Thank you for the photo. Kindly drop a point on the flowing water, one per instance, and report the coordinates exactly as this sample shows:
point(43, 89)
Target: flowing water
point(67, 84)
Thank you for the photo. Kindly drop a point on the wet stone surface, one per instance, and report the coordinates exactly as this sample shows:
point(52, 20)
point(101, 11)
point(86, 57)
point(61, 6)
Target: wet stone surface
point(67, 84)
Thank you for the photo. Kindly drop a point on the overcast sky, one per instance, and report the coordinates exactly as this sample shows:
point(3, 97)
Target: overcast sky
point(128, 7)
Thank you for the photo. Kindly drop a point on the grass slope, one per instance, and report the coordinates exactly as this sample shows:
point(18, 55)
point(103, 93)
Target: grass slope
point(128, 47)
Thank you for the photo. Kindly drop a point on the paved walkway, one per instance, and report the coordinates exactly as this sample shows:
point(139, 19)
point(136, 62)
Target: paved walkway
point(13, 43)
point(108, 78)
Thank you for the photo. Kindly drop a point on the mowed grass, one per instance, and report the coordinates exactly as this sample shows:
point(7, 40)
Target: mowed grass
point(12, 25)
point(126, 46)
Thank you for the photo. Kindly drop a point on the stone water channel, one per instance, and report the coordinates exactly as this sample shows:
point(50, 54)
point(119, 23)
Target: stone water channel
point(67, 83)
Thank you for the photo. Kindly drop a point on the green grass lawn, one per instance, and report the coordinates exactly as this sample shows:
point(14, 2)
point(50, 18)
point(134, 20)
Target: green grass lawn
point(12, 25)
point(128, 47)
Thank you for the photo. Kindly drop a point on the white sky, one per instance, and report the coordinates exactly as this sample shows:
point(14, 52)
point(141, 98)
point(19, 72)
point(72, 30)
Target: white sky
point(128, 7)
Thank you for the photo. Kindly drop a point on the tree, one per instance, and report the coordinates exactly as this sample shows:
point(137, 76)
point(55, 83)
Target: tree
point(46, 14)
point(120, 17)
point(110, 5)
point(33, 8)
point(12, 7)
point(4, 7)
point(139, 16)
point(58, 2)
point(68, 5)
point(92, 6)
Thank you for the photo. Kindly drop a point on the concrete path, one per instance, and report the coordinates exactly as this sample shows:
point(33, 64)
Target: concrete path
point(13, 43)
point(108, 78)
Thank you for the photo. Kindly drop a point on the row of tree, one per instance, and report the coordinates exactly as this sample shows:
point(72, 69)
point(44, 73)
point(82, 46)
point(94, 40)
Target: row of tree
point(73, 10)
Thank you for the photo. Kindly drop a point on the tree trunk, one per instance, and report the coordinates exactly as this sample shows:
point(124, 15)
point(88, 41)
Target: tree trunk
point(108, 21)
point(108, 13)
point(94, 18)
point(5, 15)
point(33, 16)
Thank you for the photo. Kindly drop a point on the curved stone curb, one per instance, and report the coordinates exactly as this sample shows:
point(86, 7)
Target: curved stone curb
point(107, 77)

#####

Copy out every line of the material above without changing a single character.

_Result_
Thank you for the photo. Kindly drop a point on the flowing water, one per instance, and report the coordinates exactly as this sample shows:
point(43, 89)
Target: flowing water
point(67, 84)
Thank you for the photo. Kindly drop a point on the wet stone surface, one per instance, and report the coordinates exactly as this sample shows:
point(52, 20)
point(101, 11)
point(86, 57)
point(61, 6)
Target: wet stone surface
point(67, 84)
Thank you for the photo. Kindly drop a point on the overcast sky, one per instance, and report the coordinates exactly as this sample shows:
point(3, 97)
Target: overcast sky
point(128, 7)
Thank you for the photo. Kindly drop a point on the grass slope, one per instance, and report the coordinates exactly as this sample shows:
point(18, 55)
point(103, 93)
Target: grass slope
point(128, 47)
Thank you for the photo. Kindly drop a point on the paved walkway, one per instance, and report the coordinates exactly as this sample shows:
point(139, 19)
point(136, 62)
Target: paved walkway
point(13, 43)
point(108, 78)
Thank you for the photo. Kindly drop a point on the mowed grass, one per instance, and report the coordinates exactly as this sample shows:
point(7, 40)
Target: mowed grass
point(12, 25)
point(126, 46)
Thank you for the photo. Kindly drop a point on the stone water channel, one per instance, and report the coordinates exactly as this sample shows:
point(50, 54)
point(119, 23)
Target: stone water channel
point(67, 83)
Thank you for the photo. Kindly drop a point on the green grass lawn, one per instance, and report the coordinates exactly as this sample shows:
point(14, 2)
point(50, 18)
point(134, 20)
Target: green grass lawn
point(12, 25)
point(128, 47)
Thank you for the photo. Kindly drop a point on the white sky, one per instance, and report the coordinates exactly as this sample shows:
point(14, 52)
point(141, 98)
point(19, 72)
point(72, 30)
Target: white sky
point(128, 7)
Thank you for the photo. Kindly drop a point on the tree, one per instance, and report the coordinates exactly as this sample shows:
point(137, 76)
point(55, 83)
Target: tree
point(46, 14)
point(120, 17)
point(110, 5)
point(33, 8)
point(12, 7)
point(4, 7)
point(139, 16)
point(58, 2)
point(68, 5)
point(92, 6)
Thank you for the photo. Kindly drop a point on the concrete path, one per instance, and report the coordinates exactly as this sample shows:
point(33, 64)
Target: concrete path
point(13, 43)
point(108, 78)
Thank you for the photo. Kindly drop a point on the row of tree, one per instance, and report the coordinates exactly as this sample shows:
point(72, 69)
point(44, 73)
point(82, 46)
point(94, 40)
Target: row of tree
point(73, 10)
Thank you for the photo. Kindly drop a point on the tree trunk, one per instance, and report the coordinates exactly as this sample shows:
point(124, 15)
point(88, 41)
Target: tree trunk
point(108, 21)
point(108, 13)
point(94, 18)
point(5, 15)
point(33, 16)
Thank you for the photo. Kindly drop a point on the curved stone curb, one per instance, and report the coordinates exactly as this sample shows:
point(86, 7)
Target: curved stone curb
point(107, 77)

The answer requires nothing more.